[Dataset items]
━━━━━━━━━━━━━━━━

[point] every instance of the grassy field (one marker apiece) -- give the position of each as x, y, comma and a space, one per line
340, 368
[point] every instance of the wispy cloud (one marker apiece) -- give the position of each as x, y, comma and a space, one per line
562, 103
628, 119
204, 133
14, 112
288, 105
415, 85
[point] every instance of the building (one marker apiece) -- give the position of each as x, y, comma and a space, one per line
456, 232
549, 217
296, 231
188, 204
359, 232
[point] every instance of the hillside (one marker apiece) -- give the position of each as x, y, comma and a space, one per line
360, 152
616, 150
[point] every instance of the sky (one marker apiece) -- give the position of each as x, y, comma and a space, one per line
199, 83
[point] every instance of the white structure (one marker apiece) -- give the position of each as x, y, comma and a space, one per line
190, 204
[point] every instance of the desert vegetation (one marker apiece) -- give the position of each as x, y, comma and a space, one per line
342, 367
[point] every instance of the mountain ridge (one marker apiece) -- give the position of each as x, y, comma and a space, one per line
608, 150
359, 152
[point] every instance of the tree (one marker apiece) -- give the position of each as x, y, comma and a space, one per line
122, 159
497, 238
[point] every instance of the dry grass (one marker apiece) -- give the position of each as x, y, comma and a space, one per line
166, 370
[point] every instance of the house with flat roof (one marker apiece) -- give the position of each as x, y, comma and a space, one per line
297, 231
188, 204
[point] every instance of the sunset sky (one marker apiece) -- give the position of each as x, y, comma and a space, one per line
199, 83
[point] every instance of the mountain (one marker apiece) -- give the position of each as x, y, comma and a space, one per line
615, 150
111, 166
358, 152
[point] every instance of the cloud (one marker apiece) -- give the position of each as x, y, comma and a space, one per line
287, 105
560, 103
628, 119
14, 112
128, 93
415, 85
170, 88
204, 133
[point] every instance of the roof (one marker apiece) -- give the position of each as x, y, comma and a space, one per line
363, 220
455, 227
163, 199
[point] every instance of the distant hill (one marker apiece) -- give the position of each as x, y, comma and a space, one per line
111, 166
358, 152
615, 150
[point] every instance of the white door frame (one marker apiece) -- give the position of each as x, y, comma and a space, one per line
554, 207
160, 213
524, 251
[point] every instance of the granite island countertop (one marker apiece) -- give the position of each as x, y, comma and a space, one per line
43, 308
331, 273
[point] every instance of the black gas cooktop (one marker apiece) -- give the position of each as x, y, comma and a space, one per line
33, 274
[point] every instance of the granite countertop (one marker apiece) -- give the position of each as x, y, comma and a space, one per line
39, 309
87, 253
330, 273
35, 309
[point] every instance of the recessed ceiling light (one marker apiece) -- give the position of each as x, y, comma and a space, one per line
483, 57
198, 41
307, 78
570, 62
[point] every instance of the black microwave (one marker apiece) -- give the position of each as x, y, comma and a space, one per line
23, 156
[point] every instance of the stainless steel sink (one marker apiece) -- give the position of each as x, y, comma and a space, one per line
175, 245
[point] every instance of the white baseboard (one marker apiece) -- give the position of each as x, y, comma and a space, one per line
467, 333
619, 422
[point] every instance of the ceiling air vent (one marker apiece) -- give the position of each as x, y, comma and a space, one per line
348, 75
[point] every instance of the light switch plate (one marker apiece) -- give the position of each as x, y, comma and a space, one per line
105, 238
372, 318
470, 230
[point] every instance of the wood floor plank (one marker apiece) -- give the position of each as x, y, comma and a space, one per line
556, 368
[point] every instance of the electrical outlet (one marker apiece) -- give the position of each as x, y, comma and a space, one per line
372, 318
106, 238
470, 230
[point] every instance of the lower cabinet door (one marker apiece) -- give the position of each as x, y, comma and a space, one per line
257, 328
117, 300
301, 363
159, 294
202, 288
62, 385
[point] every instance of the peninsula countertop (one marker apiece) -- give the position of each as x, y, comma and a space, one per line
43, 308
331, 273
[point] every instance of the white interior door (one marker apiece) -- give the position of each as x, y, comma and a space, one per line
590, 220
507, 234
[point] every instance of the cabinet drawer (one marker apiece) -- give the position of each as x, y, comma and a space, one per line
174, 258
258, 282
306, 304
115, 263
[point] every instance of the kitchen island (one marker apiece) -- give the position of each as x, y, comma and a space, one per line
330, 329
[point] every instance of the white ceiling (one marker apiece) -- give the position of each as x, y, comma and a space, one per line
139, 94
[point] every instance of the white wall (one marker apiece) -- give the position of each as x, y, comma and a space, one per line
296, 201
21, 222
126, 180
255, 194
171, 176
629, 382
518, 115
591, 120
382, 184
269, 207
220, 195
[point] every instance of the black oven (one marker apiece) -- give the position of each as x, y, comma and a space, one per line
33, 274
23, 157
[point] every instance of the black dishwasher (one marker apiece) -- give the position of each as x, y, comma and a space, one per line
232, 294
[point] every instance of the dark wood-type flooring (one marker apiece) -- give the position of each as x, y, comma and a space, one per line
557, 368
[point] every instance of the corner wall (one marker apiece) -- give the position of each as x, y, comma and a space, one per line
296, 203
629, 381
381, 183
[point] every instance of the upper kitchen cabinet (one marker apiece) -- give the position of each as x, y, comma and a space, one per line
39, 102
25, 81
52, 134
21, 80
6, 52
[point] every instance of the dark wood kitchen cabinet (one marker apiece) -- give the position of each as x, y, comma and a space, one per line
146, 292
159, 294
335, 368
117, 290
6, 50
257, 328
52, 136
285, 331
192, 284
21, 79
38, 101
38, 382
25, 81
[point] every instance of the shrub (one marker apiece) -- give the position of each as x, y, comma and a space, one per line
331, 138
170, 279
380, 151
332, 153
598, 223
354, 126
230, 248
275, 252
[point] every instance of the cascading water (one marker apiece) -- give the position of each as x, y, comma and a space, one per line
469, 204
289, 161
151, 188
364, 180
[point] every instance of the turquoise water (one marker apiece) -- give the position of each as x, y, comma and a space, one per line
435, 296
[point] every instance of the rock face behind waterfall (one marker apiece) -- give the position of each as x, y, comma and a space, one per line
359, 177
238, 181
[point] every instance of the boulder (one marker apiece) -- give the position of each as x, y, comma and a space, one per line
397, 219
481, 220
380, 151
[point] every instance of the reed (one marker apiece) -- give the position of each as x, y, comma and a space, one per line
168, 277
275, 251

━━━━━━━━━━━━━━━━

-- Your goal --
Your reply should contain every entry, repeated exactly.

-- Expected output --
[point] every instance of the grassy field (one marker apiece) -- give the position of each as x, y, comma and a space, one per line
340, 368
[point] every instance of the wispy cloud (one marker apiece) -- give the position of each as x, y, comma and a space, one per line
562, 103
628, 119
204, 133
14, 112
288, 105
415, 85
[point] every instance of the building (one marker apiece) -- give the position of each as x, y, comma and a space, one per line
456, 232
549, 217
296, 231
188, 204
359, 232
[point] every instance of the hillside (one marker apiece) -- give the position of each as x, y, comma and a space, one per line
360, 152
616, 150
[point] every instance of the sky (one marker apiece) -- give the position of each as x, y, comma and a space, one per line
199, 83
[point] every instance of the white structure (one marker apiece) -- give the position of each as x, y, comma and a space, one per line
190, 204
[point] every instance of the desert vegetation (one marker apiece) -- give the position of each as x, y, comma and a space, one per line
342, 367
[point] every instance of the mountain ridge (one marker apiece) -- give the position of each as x, y, comma and a space, one per line
608, 150
359, 152
[point] every instance of the tree (one marker apiece) -- give the position of each as x, y, comma and a space, one per line
122, 159
497, 238
[point] every instance of the dry grass (one marker apiece) -- give the position of each as x, y, comma and a space, one per line
166, 370
[point] every instance of the house with flat roof (one marker apiece) -- give the position of each as x, y, comma and a space, one per line
297, 231
188, 204
[point] every instance of the sunset sky (one marker apiece) -- give the position of each as x, y, comma and a space, one per line
199, 83
[point] every instance of the mountain (one marker apiece) -- give the position of each as x, y, comma and a space, one per line
615, 150
111, 166
358, 152
[point] every instance of the cloud (one marker apiece) -- give the position of each as x, y, comma and a space, one per line
287, 105
560, 103
628, 119
14, 112
128, 93
415, 85
170, 88
204, 133
[point] every instance of the roof (one marker apiece) -- give the position of each as x, y, comma and a space, one per line
363, 220
455, 227
163, 199
[point] every instance of the distant hill (one marker apiece) -- give the position of each as x, y, comma and a space, one per line
111, 166
358, 152
615, 150
[point] every instance of the white door frame (one marker apiece) -- give the position of each as x, y, comma and a space, one per line
554, 207
160, 213
524, 251
[point] every instance of the granite island countertop (one marker apiece) -- give the position of each as x, y, comma and a space, one per line
43, 308
331, 273
[point] every instance of the black gas cooktop (one marker apiece) -- give the position of each as x, y, comma and a space, one per line
33, 274
[point] every instance of the granite countertop (one marker apiece) -- give the position of each as x, y, comma and a space, one per line
39, 309
87, 253
330, 273
35, 309
[point] every instance of the recessed ceiling light (one marker apiece) -- give the position of each as x, y, comma and a space, one per line
483, 57
198, 41
307, 78
570, 62
[point] every instance of the black microwave (one marker apiece) -- give the position of each as x, y, comma and a space, one per line
23, 156
[point] every instance of the stainless steel sink (one marker apiece) -- give the position of each as x, y, comma and a space, one per line
175, 245
[point] every instance of the white baseboard (one marker apiece) -- give the position of each as x, y, comma and a space, one per line
467, 333
619, 422
[point] every instance of the ceiling air vent (one marker apiece) -- give the position of each as x, y, comma and a space, one per line
348, 75
[point] every instance of the light switch plate (one marker apiece) -- give the position of each as x, y, comma and a space, one per line
105, 238
372, 318
470, 230
[point] every instance of the wood floor plank (one marker apiece) -- give the position of each as x, y, comma and a space, one per line
556, 368
[point] every instance of the electrical outlet (one marker apiece) -- give the position of each as x, y, comma and a space, one per line
372, 318
106, 238
470, 230
[point] every instance of the lower cabinet door (one marker apiece) -- give the position of each as x, y, comma and a space, one per line
257, 328
117, 300
301, 363
159, 294
202, 288
62, 385
[point] every instance of the peninsula countertop (one marker apiece) -- give the position of each as x, y, comma and a space, one per line
43, 308
331, 273
[point] every instance of the white interior door (one marker apiece) -- give the position of each as x, y, comma and a space, one per line
590, 220
507, 234
[point] every instance of the cabinet drawer (one marker apiece) -- give the position of each as x, y, comma and a space, one per line
174, 258
258, 282
306, 304
115, 263
[point] every instance of the kitchen island (one marker apiece) -- give the position of each as x, y, comma and a space, one per line
330, 329
[point] every instance of the white ceiling (one marker apiece) -- give the position of each as x, y, comma and a space, one per line
139, 94
[point] every instance of the white wall (one marker apiece) -- give the position of each as x, y, comma and a space, one per line
296, 201
21, 222
126, 180
255, 194
171, 176
629, 382
518, 115
591, 120
382, 184
269, 207
220, 195
[point] every instance of the black oven (one marker apiece) -- give the position of each as x, y, comma and a space, one per line
33, 274
23, 157
[point] every instance of the black dishwasher (one marker apiece) -- give the position of each as x, y, comma and a space, one per line
232, 294
[point] every instance of the dark wood-type flooring (one marker apiece) -- give the position of each as x, y, comma and a space, one per line
557, 368
[point] every instance of the corner wall (one marker apiece) -- give the position of each as x, y, comma and a space, one per line
296, 203
629, 381
381, 183
[point] every instance of the upper kitchen cabinet (one marker apiece) -- give the position of each as x, y, comma and a space, one per line
39, 102
25, 81
52, 134
21, 80
6, 52
[point] every instance of the dark wood kitchen cabinet (one marker apiece) -- give the position of each as x, y, comma and a space, one per line
146, 292
159, 294
335, 368
117, 290
6, 50
257, 328
52, 136
285, 331
192, 284
21, 79
38, 101
38, 382
25, 81
[point] every instance of the shrub (one marker apiece) -- give the position of each as x, y, comma and a space, one per line
331, 138
170, 279
380, 151
332, 153
598, 223
354, 126
230, 248
275, 252
[point] every instance of the cascading water (one marker apiece) -- give the position of each as x, y, comma and a space, one per line
469, 204
289, 161
151, 188
364, 180
[point] every instance of the turquoise water (one marker apiece) -- give the position of each as x, y, comma and a space, one per line
435, 296
[point] every instance of the rock face behind waterfall (one marker apiece) -- give the position of each as x, y, comma and a space, one per line
359, 177
238, 181
[point] every instance of the boulder (one marker apiece) -- give the position of each as x, y, comma and a space, one per line
397, 219
481, 220
380, 151
[point] every instance of the reed (one marker apiece) -- give the position of each as x, y, comma and a space, one per line
168, 277
275, 251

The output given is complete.